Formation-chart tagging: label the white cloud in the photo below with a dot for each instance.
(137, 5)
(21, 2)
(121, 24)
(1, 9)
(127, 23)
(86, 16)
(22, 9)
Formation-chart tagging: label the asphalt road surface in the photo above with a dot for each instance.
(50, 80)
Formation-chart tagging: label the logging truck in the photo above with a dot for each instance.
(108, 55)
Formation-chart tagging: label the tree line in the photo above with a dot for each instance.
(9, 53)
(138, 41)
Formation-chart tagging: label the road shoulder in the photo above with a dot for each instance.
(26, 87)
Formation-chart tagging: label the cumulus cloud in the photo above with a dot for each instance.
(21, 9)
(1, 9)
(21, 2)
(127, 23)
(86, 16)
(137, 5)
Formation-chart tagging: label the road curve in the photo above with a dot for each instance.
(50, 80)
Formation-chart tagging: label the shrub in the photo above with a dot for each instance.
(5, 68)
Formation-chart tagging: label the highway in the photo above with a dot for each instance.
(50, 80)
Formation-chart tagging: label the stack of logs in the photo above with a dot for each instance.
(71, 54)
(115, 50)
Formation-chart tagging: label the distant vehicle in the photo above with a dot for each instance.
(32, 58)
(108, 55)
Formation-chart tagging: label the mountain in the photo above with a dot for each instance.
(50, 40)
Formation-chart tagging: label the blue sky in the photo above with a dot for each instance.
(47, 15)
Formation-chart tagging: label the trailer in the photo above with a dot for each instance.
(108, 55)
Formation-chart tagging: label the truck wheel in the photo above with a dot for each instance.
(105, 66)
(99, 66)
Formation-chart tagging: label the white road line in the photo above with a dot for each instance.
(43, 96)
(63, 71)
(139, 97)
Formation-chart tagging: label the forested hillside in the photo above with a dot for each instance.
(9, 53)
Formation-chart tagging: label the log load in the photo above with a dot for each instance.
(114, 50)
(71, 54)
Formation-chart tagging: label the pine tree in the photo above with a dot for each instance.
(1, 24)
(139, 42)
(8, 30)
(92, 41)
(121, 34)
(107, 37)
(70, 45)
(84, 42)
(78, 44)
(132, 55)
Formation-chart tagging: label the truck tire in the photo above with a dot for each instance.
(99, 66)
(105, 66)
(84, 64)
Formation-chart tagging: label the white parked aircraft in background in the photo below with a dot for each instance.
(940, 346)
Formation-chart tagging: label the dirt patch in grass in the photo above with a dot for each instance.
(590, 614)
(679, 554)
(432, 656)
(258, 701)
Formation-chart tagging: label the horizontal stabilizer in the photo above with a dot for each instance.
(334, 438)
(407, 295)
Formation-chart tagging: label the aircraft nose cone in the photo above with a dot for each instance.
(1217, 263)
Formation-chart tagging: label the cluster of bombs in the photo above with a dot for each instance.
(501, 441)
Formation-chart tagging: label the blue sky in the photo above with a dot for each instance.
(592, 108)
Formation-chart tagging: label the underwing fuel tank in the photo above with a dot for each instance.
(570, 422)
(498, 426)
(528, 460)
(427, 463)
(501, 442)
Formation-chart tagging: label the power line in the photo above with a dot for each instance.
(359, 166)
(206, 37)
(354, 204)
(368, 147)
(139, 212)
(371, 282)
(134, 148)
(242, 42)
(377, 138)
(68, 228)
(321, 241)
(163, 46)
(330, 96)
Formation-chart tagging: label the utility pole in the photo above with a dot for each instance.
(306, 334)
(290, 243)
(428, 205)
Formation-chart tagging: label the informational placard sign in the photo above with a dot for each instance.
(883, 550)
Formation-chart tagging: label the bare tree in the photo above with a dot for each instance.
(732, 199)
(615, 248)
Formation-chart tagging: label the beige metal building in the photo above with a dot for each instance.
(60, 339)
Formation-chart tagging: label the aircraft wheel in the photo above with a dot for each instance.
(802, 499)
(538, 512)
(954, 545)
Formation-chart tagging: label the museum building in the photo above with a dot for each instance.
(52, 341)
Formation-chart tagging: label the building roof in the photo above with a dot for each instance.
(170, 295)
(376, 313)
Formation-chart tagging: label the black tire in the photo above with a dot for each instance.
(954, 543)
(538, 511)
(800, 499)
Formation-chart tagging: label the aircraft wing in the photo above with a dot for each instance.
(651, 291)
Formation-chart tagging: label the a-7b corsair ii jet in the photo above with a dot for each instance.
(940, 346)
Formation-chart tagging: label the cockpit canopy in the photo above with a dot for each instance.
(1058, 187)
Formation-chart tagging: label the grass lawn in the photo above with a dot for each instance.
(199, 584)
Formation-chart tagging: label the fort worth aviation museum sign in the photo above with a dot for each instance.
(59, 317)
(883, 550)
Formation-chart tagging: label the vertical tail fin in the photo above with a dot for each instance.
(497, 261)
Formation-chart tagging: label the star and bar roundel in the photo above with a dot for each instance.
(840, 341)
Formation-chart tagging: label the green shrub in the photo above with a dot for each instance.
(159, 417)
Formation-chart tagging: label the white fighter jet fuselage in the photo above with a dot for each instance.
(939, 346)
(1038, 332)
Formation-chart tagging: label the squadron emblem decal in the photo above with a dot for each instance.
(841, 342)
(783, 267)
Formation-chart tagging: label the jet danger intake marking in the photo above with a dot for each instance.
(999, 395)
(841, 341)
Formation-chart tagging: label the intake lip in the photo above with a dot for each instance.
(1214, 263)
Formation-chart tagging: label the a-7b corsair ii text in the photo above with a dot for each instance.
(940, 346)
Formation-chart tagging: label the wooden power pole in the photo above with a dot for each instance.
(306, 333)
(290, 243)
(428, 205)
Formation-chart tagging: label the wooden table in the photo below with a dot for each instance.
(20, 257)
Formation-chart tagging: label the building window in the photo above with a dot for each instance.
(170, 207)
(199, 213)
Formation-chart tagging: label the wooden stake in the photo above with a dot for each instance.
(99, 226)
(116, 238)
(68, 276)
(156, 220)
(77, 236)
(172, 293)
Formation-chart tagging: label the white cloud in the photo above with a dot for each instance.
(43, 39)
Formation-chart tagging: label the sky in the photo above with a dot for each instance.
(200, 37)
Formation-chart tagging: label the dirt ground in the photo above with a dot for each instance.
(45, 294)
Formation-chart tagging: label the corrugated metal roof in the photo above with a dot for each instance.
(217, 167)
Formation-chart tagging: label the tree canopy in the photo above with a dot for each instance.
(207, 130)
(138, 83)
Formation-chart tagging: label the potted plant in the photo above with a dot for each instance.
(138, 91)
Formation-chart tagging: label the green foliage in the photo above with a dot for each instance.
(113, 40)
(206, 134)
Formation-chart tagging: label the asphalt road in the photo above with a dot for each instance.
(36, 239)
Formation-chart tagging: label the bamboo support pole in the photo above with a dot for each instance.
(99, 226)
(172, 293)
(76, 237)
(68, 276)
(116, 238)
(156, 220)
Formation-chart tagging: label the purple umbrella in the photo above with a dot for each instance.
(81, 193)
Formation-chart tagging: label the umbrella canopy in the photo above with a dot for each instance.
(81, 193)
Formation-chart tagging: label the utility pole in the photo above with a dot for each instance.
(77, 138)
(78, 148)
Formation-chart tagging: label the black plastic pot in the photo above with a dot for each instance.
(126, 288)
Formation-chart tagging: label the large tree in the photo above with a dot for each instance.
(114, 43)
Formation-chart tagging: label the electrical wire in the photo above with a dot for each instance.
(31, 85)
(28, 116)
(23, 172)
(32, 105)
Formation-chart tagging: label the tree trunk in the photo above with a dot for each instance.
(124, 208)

※ ※ ※

» **REQUIRED WORK**
Reproduce the records in full, exactly as written.

» **OUTPUT FOR THIS EXERCISE**
Formation-chart tagging: label the white cloud in the photo below with a dot for each instance.
(137, 5)
(21, 2)
(121, 24)
(1, 9)
(127, 23)
(86, 16)
(22, 9)
Formation-chart tagging: label the asphalt road surface in the photo above with a dot for each instance.
(50, 80)
Formation-chart tagging: label the logging truck in the photo above with a dot for each instance.
(108, 55)
Formation-chart tagging: label the tree line in the photo above with a dot for each instance.
(9, 53)
(138, 41)
Formation-chart tagging: label the road shoulder in the photo above with a dot for each instance.
(26, 87)
Formation-chart tagging: label the cumulus cloud in the photo above with a dot for each instance.
(21, 9)
(1, 9)
(21, 2)
(127, 23)
(86, 16)
(137, 5)
Formation-chart tagging: label the road curve in the photo above with a dot for each instance.
(50, 80)
Formation-chart tagging: label the shrub in the photo above with a dot for each instance.
(5, 68)
Formation-chart tagging: label the highway in the photo above with a dot for each instance.
(50, 80)
Formation-chart tagging: label the stack of logs in the photo above with a dot for each instance.
(71, 54)
(115, 50)
Formation-chart tagging: label the distant vehicle in the photo above with a dot for each instance.
(32, 58)
(108, 55)
Formation-chart tagging: label the mountain in the photo above with a dot for each instance.
(50, 40)
Formation-chart tagging: label the blue sky in the photo above with a dot for each instance.
(47, 15)
Formation-chart tagging: label the trailer in the photo above with a dot for each instance.
(108, 55)
Formation-chart tagging: label the truck wheel in the photo above with a dot for each instance.
(105, 66)
(99, 66)
Formation-chart tagging: label the white road line in the photo above with a dot for each instance.
(43, 96)
(63, 71)
(139, 97)
Formation-chart tagging: label the forested hillside in the photo above with a dot for each instance.
(9, 53)
Formation-chart tagging: label the log load in the photo above with a dot for each instance.
(114, 50)
(71, 54)
Formation-chart tagging: label the pine tree in the photo above with a dot for each instance.
(1, 24)
(139, 42)
(8, 30)
(92, 41)
(121, 34)
(107, 37)
(70, 45)
(84, 42)
(78, 44)
(132, 55)
Formation-chart tagging: label the truck tire in the photo above with a dot for each instance.
(99, 66)
(105, 66)
(84, 64)
Formation-chart tagging: label the white parked aircraft in background in the photo below with a dot for each instance.
(940, 346)
Formation-chart tagging: label the dirt patch in grass in the photo above with a dot for each instance.
(590, 614)
(679, 554)
(432, 656)
(258, 701)
Formation-chart tagging: label the horizontal stabilizer in the photo above with a dot for each instance.
(334, 438)
(407, 295)
Formation-chart tagging: label the aircraft nose cone in the photo above with a dot for each instance.
(1217, 263)
Formation-chart tagging: label the cluster of bombs in the photo above with a dot for each instance.
(501, 441)
Formation-chart tagging: label the blue sky in the photo above with a dot for each instance.
(592, 108)
Formation-chart tagging: label the underwing fuel tank in the photo above with a dot for each instance.
(570, 422)
(498, 426)
(528, 460)
(427, 463)
(501, 442)
Formation-chart tagging: label the power line in the photo above with a dot for each instance.
(359, 166)
(206, 37)
(354, 204)
(368, 147)
(139, 212)
(371, 282)
(134, 148)
(242, 42)
(377, 138)
(68, 228)
(321, 241)
(163, 46)
(330, 96)
Formation-chart tagging: label the utility pole in the photo above with a dot for each instance.
(306, 334)
(290, 243)
(428, 205)
Formation-chart tagging: label the informational placard sign in the photo above with a dot for each instance.
(883, 550)
Formation-chart tagging: label the bare tree in the photo above with a dot for each instance.
(732, 199)
(615, 248)
Formation-chart tagging: label the beige metal building in the photo above with a dot for each instance.
(60, 339)
Formation-chart tagging: label the aircraft wheel in the photo above with a dot for each instance.
(802, 499)
(538, 512)
(954, 545)
Formation-chart tagging: label the museum building in the photo above with a dot for each instance.
(52, 341)
Formation-chart tagging: label the building roof in the photo above with a dot for each instance.
(170, 295)
(376, 313)
Formation-chart tagging: label the black tire in the photo above with a dot for each instance.
(954, 543)
(538, 511)
(800, 499)
Formation-chart tagging: label the aircraft wing in the photo above with a dot for each instance.
(651, 291)
Formation-chart tagging: label the a-7b corsair ii jet in the photo above with a dot for each instance.
(940, 346)
Formation-chart tagging: label the cockpit canopy in the photo above with a dot for each instance.
(1058, 187)
Formation-chart tagging: label the grass lawn in the photo above with a dot for each instance.
(199, 584)
Formation-chart tagging: label the fort worth aviation museum sign in the photo above with a dot for each instance.
(59, 317)
(883, 550)
Formation-chart tagging: label the vertical tail fin in the photo above with a dot for each instance.
(497, 261)
Formation-chart tagging: label the star and bar roundel in the photo above with a dot for each instance.
(840, 341)
Formation-chart tagging: label the green shrub in the photo above with a dot for each instance.
(159, 417)
Formation-chart tagging: label the white fighter jet fuselage in the photo above with a dot for each instance.
(939, 346)
(1038, 332)
Formation-chart tagging: label the squadron emblem decal in the photo above with a dot for each instance.
(841, 342)
(783, 267)
Formation-chart tagging: label the jet danger intake marking in the photo above with a dot for each instance.
(999, 395)
(841, 341)
Formation-chart tagging: label the intake lip in the photo above with a dot for each instance.
(1214, 263)
Formation-chart tagging: label the a-7b corsair ii text in the photo above with a dot for each instance.
(940, 346)
Formation-chart tagging: label the wooden power pole in the photo above with a dot for each instance.
(306, 333)
(290, 243)
(428, 205)
Formation-chart tagging: label the wooden table in the photo below with a dot for each instance.
(20, 257)
Formation-chart tagging: label the building window in the photo above with a dot for each instance.
(170, 207)
(199, 213)
Formation-chart tagging: label the wooden stake in the photo above with a dot for each instance.
(99, 226)
(116, 238)
(68, 276)
(156, 220)
(77, 236)
(172, 293)
Formation-chart tagging: label the white cloud in the photo above with a dot for each instance.
(43, 39)
Formation-chart tagging: label the sky in the photo above with a dot for each instance.
(200, 37)
Formation-chart tagging: label the dirt ground in the photo above with a dot for each instance.
(45, 294)
Formation-chart tagging: label the corrugated metal roof in the photo above with a dot for each instance.
(217, 167)
Formation-chart tagging: label the tree canopy in the photo above with a dot for each instance.
(207, 130)
(138, 83)
Formation-chart tagging: label the potted plant in the photo above with a dot for each instance.
(138, 91)
Formation-chart tagging: label the green foliage in the photo above with a dot for each instance.
(113, 40)
(206, 134)
Formation-chart tagging: label the asphalt road in the photo above with a dot for each instance.
(36, 239)
Formation-chart tagging: label the bamboo support pole in the photo above with a dot for each instance.
(99, 226)
(172, 293)
(76, 237)
(68, 276)
(116, 238)
(156, 220)
Formation-chart tagging: label the purple umbrella in the photo above with a dot for each instance.
(81, 193)
Formation-chart tagging: label the umbrella canopy in the photo above with a dot for each instance.
(81, 193)
Formation-chart tagging: label the utility pole in the photo above with a dot for each instance.
(77, 138)
(78, 148)
Formation-chart tagging: label the black plastic pot in the photo above with a dot for each instance.
(126, 288)
Formation-chart tagging: label the large tree in the photo above with a dot for each instance.
(114, 43)
Formation-chart tagging: label the electrical wire in the photo above with a dot for each instance.
(31, 85)
(28, 116)
(23, 172)
(32, 105)
Formation-chart tagging: label the tree trunk in the photo above with a dot for each instance.
(124, 208)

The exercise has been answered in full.